WHAT THE TASK REQUIRES
Count the lines in the data below that contain the word "dresser", and give only that number.

-- start PROVIDED INFORMATION --

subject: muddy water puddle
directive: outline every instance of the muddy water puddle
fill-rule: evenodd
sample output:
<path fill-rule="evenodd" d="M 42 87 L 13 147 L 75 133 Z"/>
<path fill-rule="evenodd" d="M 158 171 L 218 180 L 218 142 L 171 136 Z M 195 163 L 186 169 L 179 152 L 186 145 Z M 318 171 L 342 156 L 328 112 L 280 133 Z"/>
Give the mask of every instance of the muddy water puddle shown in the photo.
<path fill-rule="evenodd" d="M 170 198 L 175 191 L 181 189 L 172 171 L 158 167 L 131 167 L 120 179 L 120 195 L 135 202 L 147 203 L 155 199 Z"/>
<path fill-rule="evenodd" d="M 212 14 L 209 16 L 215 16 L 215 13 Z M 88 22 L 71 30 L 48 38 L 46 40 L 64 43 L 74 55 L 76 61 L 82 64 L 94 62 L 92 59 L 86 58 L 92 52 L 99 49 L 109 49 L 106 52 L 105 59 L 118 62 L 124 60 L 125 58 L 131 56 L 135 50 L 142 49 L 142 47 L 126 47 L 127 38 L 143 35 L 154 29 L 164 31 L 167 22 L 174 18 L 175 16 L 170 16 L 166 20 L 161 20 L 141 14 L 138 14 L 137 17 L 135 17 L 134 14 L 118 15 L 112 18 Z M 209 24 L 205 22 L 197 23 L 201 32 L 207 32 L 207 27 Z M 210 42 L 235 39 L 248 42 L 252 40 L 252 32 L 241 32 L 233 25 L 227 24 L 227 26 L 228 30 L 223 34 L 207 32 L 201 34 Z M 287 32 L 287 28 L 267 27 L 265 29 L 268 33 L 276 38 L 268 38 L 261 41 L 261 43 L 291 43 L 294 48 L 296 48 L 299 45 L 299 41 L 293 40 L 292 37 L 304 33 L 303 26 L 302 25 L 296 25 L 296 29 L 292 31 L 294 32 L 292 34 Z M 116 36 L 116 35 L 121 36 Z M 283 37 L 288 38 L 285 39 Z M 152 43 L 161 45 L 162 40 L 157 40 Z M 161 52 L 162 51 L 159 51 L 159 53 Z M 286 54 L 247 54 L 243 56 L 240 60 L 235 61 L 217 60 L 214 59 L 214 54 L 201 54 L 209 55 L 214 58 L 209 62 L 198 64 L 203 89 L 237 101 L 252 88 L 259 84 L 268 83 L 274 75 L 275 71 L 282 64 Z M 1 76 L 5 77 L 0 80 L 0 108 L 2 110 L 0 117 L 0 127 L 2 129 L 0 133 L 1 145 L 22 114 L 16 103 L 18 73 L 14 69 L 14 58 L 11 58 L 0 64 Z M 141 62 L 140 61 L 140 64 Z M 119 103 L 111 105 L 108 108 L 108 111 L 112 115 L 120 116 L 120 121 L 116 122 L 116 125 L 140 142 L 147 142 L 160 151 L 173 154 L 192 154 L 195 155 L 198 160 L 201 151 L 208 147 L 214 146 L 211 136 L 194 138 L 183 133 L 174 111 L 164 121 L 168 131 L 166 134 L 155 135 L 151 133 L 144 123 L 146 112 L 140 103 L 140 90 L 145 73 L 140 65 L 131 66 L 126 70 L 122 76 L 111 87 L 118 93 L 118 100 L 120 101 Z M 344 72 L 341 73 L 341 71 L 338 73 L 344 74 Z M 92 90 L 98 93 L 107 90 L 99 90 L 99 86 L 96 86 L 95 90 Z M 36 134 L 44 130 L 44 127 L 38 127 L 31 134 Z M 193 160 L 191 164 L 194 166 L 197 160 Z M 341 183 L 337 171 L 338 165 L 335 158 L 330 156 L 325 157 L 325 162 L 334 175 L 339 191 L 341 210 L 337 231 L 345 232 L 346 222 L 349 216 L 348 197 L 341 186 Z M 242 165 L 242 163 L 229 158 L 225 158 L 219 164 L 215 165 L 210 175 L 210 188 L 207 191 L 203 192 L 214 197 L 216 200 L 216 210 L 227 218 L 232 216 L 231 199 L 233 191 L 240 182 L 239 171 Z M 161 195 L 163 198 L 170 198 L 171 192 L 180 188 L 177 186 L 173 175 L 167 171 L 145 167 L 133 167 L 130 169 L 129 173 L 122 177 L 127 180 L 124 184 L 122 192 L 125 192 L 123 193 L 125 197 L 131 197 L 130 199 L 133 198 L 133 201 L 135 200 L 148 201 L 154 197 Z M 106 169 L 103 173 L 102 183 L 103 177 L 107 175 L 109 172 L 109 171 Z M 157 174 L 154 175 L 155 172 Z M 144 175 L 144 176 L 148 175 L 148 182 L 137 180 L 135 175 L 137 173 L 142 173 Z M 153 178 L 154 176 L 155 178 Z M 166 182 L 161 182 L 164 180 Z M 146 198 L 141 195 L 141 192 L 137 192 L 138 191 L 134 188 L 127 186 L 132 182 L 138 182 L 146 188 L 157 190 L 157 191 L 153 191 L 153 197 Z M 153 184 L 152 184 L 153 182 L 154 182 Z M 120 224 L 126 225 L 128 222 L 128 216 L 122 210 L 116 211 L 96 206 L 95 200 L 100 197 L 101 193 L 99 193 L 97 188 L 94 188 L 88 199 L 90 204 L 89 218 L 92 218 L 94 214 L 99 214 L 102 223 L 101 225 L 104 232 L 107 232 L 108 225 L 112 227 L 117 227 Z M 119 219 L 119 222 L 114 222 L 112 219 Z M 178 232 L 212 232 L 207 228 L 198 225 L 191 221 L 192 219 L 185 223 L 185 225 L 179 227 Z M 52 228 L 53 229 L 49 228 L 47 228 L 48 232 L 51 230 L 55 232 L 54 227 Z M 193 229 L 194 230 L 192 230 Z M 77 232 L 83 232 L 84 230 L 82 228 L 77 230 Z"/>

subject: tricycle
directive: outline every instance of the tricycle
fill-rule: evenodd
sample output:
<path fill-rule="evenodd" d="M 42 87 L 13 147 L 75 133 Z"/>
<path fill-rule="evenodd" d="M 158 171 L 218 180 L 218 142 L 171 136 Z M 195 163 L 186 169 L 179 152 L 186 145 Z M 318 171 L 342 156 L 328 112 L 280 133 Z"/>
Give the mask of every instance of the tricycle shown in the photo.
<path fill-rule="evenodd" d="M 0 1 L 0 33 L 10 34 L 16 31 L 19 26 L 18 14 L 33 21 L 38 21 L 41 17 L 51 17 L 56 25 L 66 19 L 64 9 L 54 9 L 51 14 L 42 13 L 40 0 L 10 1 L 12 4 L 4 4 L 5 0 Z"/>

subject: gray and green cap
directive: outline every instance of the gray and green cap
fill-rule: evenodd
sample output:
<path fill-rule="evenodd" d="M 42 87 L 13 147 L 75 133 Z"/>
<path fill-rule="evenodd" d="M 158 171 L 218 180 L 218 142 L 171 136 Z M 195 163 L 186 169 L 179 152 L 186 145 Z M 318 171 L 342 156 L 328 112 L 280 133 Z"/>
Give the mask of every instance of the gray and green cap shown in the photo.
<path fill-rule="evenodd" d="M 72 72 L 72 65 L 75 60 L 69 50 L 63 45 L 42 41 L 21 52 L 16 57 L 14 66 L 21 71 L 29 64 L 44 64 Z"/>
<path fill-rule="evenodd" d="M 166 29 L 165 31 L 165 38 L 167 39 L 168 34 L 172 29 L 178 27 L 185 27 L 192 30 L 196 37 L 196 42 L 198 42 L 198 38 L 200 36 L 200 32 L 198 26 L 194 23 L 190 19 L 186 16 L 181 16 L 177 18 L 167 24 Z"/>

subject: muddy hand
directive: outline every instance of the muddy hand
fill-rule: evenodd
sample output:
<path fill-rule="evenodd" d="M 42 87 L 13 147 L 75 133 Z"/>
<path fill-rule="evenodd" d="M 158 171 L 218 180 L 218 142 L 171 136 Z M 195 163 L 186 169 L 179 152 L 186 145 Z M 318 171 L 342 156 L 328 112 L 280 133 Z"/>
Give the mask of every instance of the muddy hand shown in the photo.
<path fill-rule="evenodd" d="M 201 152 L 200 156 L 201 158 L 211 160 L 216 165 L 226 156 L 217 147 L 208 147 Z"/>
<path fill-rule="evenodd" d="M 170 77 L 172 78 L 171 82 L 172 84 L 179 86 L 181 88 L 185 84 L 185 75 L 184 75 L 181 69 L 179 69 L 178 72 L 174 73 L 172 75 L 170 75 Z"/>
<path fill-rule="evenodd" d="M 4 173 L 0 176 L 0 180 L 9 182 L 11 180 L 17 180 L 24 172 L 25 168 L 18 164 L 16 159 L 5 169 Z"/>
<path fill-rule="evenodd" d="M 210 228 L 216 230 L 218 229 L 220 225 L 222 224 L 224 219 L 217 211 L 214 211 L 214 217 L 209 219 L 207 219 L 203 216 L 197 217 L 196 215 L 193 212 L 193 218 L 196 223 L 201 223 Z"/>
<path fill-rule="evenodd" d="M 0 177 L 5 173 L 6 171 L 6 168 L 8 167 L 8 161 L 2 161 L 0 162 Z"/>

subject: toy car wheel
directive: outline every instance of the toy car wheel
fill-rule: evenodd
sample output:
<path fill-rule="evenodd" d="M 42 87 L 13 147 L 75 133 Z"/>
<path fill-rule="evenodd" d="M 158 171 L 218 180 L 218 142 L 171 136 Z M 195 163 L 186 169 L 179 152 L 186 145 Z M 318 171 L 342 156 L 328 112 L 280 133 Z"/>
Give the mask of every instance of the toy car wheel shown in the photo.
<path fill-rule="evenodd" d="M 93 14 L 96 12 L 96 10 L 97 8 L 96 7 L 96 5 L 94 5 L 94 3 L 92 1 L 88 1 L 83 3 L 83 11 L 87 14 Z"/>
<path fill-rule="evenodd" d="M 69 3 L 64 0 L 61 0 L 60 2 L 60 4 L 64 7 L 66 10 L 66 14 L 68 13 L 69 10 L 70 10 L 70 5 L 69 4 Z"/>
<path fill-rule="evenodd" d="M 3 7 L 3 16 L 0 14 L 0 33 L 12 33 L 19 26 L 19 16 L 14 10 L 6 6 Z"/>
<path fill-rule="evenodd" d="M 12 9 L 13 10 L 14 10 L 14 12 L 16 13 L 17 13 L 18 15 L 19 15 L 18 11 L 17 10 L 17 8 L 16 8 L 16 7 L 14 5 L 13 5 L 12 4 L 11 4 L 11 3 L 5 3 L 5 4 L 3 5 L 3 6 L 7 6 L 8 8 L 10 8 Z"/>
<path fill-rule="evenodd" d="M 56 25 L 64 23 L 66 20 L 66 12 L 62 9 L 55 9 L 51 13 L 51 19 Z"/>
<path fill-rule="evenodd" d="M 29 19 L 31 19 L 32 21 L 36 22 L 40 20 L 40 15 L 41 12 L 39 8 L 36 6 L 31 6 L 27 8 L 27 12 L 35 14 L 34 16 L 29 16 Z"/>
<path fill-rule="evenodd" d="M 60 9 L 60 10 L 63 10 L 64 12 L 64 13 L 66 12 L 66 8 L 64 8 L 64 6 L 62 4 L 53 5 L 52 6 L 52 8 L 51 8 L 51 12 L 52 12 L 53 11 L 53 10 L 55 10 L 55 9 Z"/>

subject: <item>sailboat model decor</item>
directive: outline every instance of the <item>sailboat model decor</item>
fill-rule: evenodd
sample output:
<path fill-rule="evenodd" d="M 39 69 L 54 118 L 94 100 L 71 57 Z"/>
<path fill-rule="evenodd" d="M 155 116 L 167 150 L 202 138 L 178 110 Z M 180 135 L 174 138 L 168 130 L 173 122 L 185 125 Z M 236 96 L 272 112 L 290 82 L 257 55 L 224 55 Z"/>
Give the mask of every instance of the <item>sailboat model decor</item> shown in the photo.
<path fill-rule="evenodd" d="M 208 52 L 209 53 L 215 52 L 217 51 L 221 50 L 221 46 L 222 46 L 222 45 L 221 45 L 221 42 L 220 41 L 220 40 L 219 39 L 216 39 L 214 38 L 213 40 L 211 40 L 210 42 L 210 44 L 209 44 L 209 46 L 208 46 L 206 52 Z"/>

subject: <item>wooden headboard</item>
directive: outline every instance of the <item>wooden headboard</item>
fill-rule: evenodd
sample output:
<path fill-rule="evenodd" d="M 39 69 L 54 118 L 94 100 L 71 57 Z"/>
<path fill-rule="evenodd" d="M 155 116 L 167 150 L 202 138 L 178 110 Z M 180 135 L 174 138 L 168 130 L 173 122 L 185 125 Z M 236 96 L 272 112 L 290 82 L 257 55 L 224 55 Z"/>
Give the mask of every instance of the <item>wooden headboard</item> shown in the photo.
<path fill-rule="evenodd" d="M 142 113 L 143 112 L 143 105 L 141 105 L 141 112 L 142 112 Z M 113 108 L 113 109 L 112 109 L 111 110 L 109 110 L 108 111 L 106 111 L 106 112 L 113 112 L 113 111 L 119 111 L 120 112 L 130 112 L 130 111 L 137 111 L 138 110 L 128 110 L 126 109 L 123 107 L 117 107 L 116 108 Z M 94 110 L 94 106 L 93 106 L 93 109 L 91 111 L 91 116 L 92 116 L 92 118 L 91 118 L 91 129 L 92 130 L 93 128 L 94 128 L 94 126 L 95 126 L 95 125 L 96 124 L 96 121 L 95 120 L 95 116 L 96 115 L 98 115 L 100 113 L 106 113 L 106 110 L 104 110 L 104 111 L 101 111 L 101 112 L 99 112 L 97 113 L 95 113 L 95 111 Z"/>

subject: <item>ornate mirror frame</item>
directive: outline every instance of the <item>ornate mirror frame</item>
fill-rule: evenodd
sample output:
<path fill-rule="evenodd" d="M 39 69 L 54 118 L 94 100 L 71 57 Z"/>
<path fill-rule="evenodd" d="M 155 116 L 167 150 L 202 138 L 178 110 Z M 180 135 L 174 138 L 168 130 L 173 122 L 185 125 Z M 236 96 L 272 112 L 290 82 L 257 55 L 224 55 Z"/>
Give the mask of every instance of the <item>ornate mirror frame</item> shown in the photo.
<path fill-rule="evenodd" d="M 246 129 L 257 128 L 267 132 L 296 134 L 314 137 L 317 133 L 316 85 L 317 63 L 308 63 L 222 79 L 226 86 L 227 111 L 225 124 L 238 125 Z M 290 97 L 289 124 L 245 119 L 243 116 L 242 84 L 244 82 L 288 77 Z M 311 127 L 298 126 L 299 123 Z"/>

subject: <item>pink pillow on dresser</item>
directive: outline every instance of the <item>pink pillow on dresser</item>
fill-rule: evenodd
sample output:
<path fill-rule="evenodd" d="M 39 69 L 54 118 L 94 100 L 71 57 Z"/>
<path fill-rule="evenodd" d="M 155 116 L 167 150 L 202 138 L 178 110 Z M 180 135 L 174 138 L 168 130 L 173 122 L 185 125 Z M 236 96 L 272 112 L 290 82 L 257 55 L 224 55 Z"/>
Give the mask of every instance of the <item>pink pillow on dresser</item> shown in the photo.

-- end PROVIDED INFORMATION --

OUTPUT BELOW
3